● Goal of the exercise:
Copy out everything in the records, unchanged, from the start down to and including the line that contains "top-left (285, 0), bottom-right (1400, 427)".

● Material for the task:
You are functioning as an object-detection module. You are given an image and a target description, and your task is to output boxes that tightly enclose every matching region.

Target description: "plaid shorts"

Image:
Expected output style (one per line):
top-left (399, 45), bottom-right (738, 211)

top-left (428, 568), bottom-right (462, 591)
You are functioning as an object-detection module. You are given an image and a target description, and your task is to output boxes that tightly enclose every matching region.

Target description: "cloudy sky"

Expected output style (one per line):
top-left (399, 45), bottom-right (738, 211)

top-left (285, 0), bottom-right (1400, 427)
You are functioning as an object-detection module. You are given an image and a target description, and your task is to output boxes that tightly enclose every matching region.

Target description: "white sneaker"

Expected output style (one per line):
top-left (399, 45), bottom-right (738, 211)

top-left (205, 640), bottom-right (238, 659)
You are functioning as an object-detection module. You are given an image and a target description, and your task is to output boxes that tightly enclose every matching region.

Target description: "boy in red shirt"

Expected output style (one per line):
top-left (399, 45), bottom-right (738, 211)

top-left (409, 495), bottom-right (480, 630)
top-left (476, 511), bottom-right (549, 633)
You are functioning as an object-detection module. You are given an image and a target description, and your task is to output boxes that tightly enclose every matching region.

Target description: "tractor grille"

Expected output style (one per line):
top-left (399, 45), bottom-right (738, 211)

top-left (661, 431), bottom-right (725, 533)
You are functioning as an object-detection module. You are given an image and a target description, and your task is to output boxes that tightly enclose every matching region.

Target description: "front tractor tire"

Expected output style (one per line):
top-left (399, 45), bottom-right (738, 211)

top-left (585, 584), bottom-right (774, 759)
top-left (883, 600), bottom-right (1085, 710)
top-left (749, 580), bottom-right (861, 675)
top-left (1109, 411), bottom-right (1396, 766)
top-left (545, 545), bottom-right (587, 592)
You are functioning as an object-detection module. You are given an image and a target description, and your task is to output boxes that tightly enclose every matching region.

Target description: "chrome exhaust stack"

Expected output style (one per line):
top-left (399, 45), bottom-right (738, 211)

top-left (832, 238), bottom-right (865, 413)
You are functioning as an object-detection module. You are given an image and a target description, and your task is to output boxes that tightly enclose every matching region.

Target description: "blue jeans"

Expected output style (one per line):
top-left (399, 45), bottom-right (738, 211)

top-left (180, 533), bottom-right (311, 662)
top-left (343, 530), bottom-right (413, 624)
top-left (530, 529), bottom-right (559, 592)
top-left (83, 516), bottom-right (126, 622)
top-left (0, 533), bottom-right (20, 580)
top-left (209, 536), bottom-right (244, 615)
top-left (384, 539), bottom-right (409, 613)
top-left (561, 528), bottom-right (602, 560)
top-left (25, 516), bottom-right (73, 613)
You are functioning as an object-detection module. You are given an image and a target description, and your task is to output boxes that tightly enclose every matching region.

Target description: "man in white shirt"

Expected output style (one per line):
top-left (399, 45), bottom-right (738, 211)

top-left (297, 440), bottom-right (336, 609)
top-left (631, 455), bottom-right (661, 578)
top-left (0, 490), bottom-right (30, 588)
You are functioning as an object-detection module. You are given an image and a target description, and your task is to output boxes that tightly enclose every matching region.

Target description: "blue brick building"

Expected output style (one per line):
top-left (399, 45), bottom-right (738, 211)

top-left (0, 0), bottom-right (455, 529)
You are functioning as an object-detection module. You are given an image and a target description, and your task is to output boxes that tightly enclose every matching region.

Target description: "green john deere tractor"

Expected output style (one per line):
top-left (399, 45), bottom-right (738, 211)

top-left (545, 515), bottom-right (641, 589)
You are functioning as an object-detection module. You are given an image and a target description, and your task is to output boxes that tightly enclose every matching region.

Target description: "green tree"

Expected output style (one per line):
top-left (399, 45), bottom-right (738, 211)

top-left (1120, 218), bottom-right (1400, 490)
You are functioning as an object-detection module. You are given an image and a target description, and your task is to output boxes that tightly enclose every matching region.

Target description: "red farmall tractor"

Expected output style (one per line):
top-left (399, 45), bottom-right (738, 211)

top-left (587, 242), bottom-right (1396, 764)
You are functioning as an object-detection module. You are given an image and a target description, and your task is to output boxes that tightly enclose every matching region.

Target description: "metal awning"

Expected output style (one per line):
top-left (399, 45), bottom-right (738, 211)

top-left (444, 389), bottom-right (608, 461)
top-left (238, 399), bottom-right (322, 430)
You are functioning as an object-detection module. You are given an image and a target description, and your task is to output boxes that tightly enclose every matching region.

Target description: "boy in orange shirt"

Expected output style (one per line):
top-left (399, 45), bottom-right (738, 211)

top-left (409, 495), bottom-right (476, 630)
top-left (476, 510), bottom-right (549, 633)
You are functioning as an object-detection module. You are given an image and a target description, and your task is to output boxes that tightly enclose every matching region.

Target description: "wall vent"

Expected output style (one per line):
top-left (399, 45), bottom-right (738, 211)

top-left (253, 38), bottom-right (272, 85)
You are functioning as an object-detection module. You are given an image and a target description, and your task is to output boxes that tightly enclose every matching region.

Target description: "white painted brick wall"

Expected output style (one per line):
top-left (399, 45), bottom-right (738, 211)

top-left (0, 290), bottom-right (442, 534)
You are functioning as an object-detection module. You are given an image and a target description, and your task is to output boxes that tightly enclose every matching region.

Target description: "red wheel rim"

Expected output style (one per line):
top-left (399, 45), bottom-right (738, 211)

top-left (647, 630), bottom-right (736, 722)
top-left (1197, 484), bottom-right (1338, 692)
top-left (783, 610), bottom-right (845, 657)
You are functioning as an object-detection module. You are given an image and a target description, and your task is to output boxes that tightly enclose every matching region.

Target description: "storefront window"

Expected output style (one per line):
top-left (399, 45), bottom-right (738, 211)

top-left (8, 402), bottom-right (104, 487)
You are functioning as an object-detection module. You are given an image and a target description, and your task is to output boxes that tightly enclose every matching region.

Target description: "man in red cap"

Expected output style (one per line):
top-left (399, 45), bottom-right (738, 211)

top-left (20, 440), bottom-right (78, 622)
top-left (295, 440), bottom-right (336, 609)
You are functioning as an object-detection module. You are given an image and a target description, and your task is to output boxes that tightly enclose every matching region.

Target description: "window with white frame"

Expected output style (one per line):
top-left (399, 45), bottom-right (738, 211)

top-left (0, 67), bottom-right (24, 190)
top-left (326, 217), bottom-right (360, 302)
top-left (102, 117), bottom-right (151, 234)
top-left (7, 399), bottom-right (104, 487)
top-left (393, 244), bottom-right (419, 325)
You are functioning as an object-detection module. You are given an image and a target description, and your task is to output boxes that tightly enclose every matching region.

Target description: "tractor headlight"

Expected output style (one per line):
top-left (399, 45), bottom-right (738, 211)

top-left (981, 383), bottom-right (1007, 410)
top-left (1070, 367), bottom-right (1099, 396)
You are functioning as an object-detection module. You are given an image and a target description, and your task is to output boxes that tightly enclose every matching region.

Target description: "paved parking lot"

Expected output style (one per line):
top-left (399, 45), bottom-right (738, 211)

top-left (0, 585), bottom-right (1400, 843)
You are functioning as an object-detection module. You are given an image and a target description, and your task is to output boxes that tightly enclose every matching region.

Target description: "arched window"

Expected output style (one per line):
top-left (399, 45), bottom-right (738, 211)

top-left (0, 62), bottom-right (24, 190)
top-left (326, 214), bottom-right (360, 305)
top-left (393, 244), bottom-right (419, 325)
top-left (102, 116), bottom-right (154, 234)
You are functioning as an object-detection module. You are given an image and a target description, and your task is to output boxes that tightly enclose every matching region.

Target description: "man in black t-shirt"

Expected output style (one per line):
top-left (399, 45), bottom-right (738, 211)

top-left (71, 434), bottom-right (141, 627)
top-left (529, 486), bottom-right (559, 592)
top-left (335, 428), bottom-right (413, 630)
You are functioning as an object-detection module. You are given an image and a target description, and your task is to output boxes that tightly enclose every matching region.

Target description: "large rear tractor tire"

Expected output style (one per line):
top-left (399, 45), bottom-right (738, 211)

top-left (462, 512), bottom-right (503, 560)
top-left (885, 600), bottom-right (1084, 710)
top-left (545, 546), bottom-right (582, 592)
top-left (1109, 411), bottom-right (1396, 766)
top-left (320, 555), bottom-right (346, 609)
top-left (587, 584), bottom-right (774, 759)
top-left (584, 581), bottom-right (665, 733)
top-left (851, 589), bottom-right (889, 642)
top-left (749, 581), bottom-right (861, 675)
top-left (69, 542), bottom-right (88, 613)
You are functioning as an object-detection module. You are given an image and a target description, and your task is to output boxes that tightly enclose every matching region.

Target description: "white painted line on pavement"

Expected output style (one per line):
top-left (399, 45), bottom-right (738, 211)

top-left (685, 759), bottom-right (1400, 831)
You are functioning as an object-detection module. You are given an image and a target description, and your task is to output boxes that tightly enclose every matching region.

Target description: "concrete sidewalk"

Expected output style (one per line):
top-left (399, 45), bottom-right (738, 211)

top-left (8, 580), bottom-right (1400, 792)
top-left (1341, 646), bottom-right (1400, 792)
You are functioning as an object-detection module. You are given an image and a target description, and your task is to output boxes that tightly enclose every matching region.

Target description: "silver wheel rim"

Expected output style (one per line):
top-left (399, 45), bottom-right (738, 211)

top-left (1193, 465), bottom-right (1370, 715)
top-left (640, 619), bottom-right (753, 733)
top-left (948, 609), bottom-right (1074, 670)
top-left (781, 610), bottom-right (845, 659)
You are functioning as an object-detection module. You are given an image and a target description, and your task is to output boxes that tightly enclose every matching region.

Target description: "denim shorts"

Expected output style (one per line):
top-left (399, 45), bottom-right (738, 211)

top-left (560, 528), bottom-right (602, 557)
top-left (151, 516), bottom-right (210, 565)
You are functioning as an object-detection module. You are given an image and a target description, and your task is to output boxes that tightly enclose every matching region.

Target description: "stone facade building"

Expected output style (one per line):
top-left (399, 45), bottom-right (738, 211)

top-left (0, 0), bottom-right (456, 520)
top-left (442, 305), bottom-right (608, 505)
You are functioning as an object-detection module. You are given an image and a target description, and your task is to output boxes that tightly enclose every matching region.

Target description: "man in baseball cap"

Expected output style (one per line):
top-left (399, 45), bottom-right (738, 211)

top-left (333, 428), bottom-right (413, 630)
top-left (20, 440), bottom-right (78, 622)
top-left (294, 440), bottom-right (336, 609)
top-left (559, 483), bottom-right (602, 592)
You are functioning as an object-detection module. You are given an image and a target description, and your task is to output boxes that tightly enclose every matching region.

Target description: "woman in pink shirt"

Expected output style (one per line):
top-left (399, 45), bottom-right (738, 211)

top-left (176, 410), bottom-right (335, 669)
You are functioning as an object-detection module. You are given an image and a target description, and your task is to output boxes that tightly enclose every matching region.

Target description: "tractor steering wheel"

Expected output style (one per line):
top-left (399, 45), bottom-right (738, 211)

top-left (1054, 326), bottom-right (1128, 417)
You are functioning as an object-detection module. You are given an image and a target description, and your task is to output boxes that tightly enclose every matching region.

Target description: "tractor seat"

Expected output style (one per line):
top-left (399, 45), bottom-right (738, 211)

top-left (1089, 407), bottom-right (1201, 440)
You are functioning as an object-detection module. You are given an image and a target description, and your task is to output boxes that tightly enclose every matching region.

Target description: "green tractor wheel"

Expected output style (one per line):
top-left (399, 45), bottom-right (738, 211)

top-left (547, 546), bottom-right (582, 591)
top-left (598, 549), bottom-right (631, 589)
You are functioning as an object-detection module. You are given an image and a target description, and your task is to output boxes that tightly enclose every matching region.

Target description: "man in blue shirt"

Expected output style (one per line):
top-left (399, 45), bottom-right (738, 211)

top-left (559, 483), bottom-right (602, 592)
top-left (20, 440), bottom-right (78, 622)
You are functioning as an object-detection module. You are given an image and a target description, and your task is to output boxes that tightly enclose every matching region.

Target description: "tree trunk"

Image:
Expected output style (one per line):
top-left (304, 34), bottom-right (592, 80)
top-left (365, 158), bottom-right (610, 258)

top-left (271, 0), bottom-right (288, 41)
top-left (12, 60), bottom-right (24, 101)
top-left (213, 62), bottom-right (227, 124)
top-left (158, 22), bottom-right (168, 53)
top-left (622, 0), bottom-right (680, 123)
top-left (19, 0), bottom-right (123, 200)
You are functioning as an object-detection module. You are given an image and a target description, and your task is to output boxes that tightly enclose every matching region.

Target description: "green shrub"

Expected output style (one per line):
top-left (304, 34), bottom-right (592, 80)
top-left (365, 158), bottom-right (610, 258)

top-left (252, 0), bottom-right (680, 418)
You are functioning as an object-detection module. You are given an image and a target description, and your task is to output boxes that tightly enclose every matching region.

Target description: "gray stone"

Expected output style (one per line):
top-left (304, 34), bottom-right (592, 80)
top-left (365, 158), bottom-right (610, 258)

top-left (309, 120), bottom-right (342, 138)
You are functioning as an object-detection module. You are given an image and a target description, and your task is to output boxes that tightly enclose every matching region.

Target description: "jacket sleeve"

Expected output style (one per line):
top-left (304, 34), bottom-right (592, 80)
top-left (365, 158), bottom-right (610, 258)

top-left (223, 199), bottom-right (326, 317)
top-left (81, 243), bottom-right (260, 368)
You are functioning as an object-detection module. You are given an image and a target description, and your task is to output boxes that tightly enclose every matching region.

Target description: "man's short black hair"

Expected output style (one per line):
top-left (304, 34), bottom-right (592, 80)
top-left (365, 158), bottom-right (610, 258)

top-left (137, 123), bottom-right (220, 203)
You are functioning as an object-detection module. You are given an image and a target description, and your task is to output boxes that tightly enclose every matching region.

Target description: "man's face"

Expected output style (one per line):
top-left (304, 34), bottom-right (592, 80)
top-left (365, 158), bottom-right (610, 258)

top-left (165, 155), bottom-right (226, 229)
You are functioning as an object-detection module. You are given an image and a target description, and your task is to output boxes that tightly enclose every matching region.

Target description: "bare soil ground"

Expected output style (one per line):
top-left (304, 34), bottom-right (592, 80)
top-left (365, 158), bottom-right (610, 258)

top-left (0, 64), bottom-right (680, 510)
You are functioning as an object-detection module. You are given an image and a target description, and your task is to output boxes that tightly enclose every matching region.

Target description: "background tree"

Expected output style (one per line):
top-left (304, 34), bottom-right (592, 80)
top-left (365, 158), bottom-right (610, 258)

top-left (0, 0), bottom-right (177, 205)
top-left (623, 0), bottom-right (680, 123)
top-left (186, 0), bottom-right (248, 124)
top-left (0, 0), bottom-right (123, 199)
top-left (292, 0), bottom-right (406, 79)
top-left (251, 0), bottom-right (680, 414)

● Written reply:
You are functioning as an object-detection module. You are given an image and a target description, and your task is to output boxes that tightly enclose every matching region.

Target description: "plaid shorts"

Image:
Expected output style (one per line):
top-left (399, 45), bottom-right (738, 211)

top-left (428, 568), bottom-right (462, 591)
You are functioning as an object-detection module. You are given an image and a target description, and your task is to output boxes that tightly enclose every matching region.

Target description: "cloudy sky"

Expected output style (one per line):
top-left (399, 45), bottom-right (738, 211)

top-left (285, 0), bottom-right (1400, 427)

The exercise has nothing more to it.